____ Extracted information

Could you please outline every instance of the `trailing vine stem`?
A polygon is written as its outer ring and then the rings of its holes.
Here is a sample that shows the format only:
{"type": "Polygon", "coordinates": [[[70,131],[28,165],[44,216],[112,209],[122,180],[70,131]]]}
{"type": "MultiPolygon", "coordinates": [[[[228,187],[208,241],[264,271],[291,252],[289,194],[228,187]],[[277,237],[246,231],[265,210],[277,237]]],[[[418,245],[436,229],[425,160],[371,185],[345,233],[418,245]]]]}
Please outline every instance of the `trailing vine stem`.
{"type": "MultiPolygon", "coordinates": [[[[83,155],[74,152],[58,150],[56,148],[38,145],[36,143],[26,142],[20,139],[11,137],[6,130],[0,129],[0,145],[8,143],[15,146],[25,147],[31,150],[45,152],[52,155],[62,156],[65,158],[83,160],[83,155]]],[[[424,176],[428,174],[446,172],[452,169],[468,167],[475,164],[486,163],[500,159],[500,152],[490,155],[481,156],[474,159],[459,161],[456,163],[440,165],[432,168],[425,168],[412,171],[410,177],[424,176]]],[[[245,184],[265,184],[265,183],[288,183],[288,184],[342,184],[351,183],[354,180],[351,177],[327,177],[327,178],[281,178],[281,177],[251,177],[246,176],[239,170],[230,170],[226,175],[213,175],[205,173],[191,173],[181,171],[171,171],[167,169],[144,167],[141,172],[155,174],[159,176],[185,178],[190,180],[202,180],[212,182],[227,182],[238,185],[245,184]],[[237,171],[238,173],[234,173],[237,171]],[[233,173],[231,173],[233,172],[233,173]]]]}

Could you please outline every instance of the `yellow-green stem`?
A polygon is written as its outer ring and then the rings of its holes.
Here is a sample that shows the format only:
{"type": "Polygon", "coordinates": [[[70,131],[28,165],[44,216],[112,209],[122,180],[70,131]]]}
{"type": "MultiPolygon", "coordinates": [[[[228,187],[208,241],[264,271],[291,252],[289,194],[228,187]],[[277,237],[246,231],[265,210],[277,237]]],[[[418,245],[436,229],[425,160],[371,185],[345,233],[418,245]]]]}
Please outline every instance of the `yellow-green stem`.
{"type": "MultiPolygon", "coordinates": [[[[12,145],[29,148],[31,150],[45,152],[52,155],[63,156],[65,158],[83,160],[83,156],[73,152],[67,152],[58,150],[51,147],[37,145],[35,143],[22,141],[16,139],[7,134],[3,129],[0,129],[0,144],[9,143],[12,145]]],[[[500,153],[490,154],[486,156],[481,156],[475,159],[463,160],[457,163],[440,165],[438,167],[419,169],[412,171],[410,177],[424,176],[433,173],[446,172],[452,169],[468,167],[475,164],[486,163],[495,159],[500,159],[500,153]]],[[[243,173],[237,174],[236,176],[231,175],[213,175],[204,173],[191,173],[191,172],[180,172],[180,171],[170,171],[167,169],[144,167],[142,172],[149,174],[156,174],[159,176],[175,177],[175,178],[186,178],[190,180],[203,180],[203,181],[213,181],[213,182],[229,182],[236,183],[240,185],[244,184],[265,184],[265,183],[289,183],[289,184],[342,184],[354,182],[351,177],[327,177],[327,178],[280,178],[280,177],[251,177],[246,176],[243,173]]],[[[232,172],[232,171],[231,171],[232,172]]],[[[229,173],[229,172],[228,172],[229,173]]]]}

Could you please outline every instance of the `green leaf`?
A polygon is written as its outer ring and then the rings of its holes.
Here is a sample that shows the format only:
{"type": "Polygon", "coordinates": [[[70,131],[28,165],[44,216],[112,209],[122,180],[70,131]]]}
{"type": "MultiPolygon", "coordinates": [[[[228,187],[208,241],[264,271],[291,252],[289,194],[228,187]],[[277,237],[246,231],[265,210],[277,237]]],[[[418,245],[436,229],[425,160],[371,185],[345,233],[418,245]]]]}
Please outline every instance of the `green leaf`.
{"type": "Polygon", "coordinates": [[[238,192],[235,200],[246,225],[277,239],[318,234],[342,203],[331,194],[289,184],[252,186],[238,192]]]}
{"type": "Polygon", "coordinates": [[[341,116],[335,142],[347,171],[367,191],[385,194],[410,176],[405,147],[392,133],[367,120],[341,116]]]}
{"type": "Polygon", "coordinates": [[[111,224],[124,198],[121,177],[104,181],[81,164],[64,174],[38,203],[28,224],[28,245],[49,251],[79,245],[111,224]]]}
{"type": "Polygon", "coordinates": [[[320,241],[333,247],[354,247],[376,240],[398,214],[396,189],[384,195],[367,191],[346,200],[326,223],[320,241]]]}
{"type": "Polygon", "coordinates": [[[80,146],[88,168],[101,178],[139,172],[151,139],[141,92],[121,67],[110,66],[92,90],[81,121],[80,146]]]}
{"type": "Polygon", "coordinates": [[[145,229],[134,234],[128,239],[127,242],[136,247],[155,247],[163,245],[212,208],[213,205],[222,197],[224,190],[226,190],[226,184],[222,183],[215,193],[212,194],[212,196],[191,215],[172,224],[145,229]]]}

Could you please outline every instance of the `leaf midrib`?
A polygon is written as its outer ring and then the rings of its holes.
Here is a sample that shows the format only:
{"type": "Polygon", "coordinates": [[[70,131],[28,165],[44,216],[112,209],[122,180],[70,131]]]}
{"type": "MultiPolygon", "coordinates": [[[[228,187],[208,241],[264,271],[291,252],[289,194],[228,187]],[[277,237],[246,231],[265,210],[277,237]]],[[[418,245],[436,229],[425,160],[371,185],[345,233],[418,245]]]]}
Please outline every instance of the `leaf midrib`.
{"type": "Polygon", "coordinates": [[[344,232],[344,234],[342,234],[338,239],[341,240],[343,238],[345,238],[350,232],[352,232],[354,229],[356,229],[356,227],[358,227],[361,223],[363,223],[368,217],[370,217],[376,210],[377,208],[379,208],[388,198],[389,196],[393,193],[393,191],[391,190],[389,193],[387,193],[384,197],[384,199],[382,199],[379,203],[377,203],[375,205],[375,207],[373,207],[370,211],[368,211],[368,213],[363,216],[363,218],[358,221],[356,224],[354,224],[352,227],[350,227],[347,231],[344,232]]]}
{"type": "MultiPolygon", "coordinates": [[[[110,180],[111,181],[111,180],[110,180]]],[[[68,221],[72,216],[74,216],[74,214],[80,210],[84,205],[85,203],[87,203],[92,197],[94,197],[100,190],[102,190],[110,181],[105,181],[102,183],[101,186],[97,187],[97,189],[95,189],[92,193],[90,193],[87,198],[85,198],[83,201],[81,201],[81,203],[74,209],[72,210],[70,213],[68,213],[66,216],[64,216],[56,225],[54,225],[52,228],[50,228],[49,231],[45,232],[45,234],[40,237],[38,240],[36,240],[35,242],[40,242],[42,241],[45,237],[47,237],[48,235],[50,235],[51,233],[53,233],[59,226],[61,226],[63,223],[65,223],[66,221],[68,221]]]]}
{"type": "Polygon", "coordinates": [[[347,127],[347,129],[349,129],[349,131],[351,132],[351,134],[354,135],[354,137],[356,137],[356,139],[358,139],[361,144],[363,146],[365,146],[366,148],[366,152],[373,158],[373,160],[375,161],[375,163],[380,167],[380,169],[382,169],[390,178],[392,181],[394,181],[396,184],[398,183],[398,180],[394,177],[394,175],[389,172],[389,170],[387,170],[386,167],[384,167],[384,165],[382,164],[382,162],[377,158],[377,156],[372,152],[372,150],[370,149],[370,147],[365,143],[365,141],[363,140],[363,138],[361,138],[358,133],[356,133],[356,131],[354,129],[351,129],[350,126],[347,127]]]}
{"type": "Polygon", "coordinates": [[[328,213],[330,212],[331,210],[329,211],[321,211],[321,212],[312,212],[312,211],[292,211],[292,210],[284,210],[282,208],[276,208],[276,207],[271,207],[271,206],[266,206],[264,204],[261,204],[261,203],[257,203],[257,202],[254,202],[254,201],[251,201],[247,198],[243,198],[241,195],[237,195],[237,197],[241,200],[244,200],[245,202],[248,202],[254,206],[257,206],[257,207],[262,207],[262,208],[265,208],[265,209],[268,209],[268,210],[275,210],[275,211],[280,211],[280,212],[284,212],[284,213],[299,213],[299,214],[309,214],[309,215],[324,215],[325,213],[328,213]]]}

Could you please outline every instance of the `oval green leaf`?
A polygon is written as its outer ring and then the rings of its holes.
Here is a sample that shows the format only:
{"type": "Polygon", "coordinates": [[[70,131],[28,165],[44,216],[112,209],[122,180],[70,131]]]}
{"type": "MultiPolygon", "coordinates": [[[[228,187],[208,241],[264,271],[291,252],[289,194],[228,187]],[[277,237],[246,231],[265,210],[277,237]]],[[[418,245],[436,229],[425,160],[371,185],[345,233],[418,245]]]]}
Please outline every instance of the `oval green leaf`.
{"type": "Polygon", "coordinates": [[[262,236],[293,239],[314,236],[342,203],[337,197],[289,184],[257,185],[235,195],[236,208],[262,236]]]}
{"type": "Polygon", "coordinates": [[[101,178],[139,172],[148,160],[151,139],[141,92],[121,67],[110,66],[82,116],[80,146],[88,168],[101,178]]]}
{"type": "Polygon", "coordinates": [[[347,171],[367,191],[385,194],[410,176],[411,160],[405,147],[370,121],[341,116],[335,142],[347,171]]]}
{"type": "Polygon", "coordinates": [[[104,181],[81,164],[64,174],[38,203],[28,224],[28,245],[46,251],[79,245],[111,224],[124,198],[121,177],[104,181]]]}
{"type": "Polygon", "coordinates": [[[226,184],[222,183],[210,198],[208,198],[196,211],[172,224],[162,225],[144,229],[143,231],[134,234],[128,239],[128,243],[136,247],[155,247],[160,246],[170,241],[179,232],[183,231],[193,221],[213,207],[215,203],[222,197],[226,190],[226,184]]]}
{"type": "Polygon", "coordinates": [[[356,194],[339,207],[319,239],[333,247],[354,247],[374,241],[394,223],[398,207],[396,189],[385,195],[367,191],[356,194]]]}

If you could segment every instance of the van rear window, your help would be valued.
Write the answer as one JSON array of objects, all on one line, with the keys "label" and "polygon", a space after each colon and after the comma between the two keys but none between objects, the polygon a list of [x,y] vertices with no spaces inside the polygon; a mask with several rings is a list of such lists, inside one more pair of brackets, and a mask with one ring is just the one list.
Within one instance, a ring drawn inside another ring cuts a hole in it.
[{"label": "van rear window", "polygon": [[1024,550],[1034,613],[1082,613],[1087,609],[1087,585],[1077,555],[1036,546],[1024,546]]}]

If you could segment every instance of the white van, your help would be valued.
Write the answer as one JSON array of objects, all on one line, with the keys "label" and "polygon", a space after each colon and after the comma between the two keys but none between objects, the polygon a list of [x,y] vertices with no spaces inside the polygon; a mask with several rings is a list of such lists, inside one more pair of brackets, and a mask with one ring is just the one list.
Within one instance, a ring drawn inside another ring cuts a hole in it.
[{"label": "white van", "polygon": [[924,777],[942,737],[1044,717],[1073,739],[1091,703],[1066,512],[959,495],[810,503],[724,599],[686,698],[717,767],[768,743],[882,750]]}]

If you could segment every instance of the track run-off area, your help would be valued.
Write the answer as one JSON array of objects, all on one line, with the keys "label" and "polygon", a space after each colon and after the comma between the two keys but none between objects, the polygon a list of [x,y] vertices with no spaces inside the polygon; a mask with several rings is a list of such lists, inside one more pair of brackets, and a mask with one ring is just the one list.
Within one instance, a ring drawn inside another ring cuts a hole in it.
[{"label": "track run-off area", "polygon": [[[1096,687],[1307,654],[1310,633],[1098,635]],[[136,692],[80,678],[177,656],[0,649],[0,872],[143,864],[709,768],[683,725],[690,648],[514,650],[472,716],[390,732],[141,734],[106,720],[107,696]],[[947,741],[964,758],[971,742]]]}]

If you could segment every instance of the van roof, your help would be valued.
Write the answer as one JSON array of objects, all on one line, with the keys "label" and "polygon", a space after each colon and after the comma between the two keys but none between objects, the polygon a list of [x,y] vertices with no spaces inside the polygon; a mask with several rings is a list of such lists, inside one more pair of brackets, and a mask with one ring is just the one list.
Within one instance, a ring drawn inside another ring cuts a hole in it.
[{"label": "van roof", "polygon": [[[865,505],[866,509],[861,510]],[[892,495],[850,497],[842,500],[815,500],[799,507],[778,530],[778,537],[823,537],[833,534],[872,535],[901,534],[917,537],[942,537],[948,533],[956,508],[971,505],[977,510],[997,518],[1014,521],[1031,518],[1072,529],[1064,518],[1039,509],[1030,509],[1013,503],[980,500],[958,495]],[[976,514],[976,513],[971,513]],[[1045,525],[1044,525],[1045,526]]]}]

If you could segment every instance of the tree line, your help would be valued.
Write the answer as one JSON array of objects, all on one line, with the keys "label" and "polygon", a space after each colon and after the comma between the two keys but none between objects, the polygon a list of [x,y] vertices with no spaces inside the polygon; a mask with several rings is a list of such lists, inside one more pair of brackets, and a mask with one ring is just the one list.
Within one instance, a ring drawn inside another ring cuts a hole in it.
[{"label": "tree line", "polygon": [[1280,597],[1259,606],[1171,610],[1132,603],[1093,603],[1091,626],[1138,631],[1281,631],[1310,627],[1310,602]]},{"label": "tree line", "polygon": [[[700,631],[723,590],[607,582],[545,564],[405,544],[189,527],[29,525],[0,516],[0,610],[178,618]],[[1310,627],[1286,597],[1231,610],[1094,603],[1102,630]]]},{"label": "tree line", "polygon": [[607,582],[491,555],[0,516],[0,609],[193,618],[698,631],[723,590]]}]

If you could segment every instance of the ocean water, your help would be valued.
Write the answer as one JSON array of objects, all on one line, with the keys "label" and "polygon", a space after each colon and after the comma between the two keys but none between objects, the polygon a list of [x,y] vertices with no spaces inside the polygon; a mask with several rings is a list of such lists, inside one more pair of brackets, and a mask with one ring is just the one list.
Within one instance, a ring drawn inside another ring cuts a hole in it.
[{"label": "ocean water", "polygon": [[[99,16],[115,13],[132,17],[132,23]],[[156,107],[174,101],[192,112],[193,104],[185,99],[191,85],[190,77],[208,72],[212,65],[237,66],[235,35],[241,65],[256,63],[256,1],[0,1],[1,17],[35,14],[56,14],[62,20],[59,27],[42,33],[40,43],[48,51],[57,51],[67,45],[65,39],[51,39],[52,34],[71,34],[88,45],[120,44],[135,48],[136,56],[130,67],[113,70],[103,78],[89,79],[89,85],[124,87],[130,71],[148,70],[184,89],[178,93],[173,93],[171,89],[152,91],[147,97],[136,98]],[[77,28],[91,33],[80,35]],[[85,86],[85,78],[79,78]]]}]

________

> **The problem**: Rewrite the data from the line containing "If you could segment every instance of the tree" through the final line, keeping every request line as it is and adding 147 to each x and y coordinate in the answer polygons.

> **Exercise result**:
If you could segment every instance of the tree line, your help would be valued.
Write the answer as one JSON array of objects, all on one line, with the keys "label" and "polygon", a space after each colon and after the comma between the two keys but none between objects, the polygon a list of [x,y] vertices with no spaces inside the polygon; a mask with several rings is a list of such lists, inside one more pair of brackets, and a mask with one ring is just the one list.
Within one instance, a ring drawn inside another ring cuts a hole in it.
[{"label": "tree line", "polygon": [[1427,744],[1406,753],[1318,757],[1279,750],[1240,750],[1238,773],[1285,778],[1428,778],[1457,774],[1457,749]]},{"label": "tree line", "polygon": [[[847,778],[870,737],[754,729],[692,711],[552,691],[336,674],[176,672],[147,663],[147,757],[325,765]],[[1457,774],[1433,744],[1378,757],[1241,750],[1249,777]]]},{"label": "tree line", "polygon": [[754,729],[638,702],[147,663],[147,756],[340,765],[845,778],[870,737]]}]

If you could segment every instance of the ocean water, your help would be valued.
Write the answer as one JSON array of objects, all on one line, with the keys "label" and "polygon", a space after each colon and after the comma between the two keys but none between objects, the polygon a list of [x,y] vertices with no spaces inside the polygon; a mask with several rings is a list of such lists, inside one more pair of brackets, and a mask with one ring is just the one list.
Within one instance, a ring drawn inside another ring cuts a hole in it.
[{"label": "ocean water", "polygon": [[[246,163],[262,160],[279,164],[279,170]],[[303,254],[321,248],[339,259],[340,251],[332,246],[338,232],[337,224],[355,219],[359,212],[384,213],[382,182],[388,212],[403,210],[403,148],[147,148],[148,164],[182,161],[203,161],[209,167],[206,174],[189,180],[187,190],[195,198],[204,198],[214,192],[212,186],[198,186],[199,181],[218,181],[235,192],[267,191],[282,195],[283,203],[277,214],[260,217],[250,225],[236,226],[236,232],[271,234],[277,218],[295,217],[331,236],[325,240],[320,240],[318,236],[299,238],[294,244],[283,245]],[[224,175],[238,180],[227,182]],[[232,233],[232,225],[226,225]]]}]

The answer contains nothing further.